— Exercise instructions —
Count the lines below that contain the word "table", and reply with that number alone.
━━━━━━━━
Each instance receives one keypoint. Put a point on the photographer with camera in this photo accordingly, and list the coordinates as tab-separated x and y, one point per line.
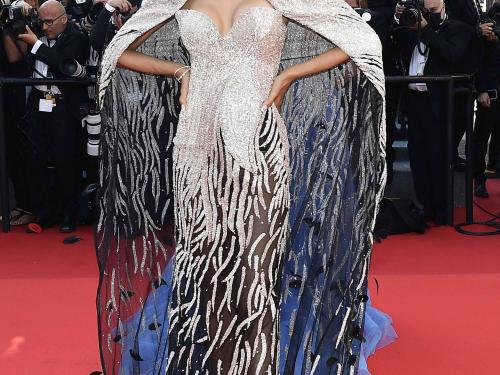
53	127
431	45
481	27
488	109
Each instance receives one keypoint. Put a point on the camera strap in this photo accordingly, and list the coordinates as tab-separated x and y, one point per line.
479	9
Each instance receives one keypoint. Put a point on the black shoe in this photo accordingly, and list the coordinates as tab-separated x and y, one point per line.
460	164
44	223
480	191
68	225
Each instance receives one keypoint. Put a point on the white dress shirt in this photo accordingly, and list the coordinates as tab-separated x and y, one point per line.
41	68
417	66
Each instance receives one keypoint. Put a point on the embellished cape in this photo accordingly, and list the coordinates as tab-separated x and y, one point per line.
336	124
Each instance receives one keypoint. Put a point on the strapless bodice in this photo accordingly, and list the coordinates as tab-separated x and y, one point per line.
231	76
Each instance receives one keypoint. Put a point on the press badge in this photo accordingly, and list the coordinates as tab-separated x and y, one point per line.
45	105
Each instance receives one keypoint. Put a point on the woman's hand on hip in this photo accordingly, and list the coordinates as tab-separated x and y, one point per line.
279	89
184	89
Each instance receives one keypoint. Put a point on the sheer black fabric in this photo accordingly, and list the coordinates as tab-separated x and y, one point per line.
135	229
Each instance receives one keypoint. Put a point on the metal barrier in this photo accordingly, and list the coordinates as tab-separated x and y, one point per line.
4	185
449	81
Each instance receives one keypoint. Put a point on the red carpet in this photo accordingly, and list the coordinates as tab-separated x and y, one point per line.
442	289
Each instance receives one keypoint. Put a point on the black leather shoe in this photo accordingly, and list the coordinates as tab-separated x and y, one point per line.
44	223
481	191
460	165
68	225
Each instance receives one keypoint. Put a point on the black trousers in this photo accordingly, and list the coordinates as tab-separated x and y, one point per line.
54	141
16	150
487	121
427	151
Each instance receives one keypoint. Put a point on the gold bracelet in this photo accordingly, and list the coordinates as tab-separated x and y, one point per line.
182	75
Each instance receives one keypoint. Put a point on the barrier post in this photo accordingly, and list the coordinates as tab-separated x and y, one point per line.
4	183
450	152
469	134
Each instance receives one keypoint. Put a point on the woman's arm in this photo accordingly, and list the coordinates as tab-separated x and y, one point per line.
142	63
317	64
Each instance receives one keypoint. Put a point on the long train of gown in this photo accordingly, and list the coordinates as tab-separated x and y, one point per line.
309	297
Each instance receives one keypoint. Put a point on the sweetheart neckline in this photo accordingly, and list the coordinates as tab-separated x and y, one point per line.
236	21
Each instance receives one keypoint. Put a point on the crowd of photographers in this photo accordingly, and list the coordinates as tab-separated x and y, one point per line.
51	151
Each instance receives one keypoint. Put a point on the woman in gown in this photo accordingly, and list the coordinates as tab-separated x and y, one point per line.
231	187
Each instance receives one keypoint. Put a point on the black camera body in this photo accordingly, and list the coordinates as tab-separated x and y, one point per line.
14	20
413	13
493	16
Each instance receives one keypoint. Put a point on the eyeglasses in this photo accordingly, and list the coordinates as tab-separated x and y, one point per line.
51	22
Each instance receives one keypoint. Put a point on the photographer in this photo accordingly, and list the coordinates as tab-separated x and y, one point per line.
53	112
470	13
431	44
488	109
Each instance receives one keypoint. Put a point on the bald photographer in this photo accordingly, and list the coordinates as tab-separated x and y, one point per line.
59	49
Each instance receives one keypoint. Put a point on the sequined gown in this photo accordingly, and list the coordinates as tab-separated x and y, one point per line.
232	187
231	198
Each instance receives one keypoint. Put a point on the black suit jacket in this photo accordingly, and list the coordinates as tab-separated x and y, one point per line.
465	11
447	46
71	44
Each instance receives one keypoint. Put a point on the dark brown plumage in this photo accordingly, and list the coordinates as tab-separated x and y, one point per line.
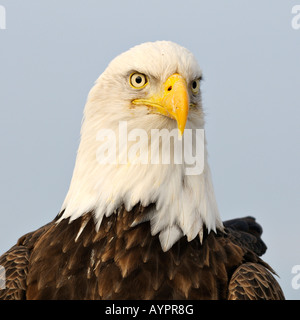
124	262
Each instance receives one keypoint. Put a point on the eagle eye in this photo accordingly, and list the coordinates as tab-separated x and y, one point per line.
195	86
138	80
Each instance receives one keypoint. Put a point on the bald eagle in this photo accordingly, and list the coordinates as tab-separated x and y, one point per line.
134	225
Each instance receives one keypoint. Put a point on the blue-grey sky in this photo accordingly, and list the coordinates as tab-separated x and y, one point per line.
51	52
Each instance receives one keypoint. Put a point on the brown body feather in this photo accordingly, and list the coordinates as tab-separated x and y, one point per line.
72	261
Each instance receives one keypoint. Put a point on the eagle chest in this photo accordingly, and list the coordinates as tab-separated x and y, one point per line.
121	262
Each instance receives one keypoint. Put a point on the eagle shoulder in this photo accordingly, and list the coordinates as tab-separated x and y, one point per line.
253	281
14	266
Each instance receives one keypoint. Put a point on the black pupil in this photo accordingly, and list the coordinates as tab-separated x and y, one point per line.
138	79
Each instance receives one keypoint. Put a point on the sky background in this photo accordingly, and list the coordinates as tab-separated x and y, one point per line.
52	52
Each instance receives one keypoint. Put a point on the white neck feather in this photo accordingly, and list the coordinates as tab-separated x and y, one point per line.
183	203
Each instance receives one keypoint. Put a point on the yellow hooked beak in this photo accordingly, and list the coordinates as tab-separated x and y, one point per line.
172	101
━━━━━━━━
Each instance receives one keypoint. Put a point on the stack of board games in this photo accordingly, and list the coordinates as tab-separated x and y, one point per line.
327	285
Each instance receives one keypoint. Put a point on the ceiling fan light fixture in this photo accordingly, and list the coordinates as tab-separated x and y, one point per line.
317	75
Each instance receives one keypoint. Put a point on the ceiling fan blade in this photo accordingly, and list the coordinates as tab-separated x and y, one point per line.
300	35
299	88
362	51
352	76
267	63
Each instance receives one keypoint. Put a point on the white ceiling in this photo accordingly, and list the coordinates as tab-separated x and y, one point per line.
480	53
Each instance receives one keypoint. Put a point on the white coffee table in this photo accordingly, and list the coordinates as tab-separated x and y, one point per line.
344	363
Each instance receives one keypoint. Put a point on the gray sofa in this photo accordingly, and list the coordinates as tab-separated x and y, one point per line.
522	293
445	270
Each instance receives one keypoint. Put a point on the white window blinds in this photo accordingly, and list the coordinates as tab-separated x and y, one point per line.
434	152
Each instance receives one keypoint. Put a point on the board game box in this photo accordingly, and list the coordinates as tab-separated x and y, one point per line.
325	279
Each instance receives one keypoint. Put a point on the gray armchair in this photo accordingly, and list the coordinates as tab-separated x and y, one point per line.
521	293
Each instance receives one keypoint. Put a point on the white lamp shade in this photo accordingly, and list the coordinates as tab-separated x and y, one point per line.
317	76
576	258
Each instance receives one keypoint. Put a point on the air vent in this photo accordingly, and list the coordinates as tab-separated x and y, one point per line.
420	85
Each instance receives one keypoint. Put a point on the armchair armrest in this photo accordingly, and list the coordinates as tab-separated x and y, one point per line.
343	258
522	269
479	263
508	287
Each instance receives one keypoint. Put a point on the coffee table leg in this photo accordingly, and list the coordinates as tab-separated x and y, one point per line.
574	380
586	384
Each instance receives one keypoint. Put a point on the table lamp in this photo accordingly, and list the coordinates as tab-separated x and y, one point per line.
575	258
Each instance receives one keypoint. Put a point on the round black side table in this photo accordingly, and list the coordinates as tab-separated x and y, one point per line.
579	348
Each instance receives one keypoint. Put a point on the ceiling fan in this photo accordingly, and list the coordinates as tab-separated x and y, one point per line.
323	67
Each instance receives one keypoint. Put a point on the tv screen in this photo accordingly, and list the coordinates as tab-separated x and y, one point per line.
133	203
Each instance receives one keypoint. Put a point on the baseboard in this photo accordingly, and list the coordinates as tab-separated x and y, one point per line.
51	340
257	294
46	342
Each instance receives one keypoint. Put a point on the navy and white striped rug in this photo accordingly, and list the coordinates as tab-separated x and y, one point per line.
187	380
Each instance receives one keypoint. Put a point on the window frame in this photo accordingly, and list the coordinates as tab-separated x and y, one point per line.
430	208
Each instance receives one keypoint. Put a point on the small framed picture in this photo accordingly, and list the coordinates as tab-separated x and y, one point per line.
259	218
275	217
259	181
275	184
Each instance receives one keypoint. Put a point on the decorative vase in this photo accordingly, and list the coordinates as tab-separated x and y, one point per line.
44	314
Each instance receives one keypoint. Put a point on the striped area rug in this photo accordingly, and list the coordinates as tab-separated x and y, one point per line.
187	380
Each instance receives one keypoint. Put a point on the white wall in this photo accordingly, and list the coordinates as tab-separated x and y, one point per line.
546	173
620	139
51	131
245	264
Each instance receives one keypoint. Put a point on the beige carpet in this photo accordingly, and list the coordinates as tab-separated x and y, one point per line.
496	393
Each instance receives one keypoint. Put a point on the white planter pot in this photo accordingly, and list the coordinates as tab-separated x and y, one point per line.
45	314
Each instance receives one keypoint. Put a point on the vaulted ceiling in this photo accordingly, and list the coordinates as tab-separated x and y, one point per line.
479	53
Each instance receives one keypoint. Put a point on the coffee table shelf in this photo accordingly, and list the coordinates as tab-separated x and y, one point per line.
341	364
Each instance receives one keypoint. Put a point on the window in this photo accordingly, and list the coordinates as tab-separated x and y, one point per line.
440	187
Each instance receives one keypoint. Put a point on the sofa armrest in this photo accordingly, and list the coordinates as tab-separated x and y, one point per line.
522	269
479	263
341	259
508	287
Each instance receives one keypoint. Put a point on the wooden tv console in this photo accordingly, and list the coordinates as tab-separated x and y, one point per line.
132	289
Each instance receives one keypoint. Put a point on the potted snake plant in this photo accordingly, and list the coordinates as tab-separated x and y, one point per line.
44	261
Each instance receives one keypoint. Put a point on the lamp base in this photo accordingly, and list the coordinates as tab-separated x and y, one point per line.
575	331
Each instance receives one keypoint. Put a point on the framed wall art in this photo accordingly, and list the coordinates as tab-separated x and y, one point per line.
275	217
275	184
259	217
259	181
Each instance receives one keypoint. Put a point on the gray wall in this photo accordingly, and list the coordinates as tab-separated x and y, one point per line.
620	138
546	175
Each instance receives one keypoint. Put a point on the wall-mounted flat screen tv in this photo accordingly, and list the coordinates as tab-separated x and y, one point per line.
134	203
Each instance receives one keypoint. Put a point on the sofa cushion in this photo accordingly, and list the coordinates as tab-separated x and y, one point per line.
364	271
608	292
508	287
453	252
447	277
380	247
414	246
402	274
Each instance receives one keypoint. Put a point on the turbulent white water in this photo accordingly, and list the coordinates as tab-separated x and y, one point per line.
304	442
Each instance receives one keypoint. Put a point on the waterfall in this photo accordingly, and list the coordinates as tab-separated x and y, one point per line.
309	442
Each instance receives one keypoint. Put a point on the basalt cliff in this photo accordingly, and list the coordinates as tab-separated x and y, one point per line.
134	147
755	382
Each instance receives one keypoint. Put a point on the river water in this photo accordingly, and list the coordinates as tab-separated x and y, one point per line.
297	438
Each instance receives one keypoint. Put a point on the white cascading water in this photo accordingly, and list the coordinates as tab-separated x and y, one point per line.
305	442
━━━━━━━━
— Task output —
5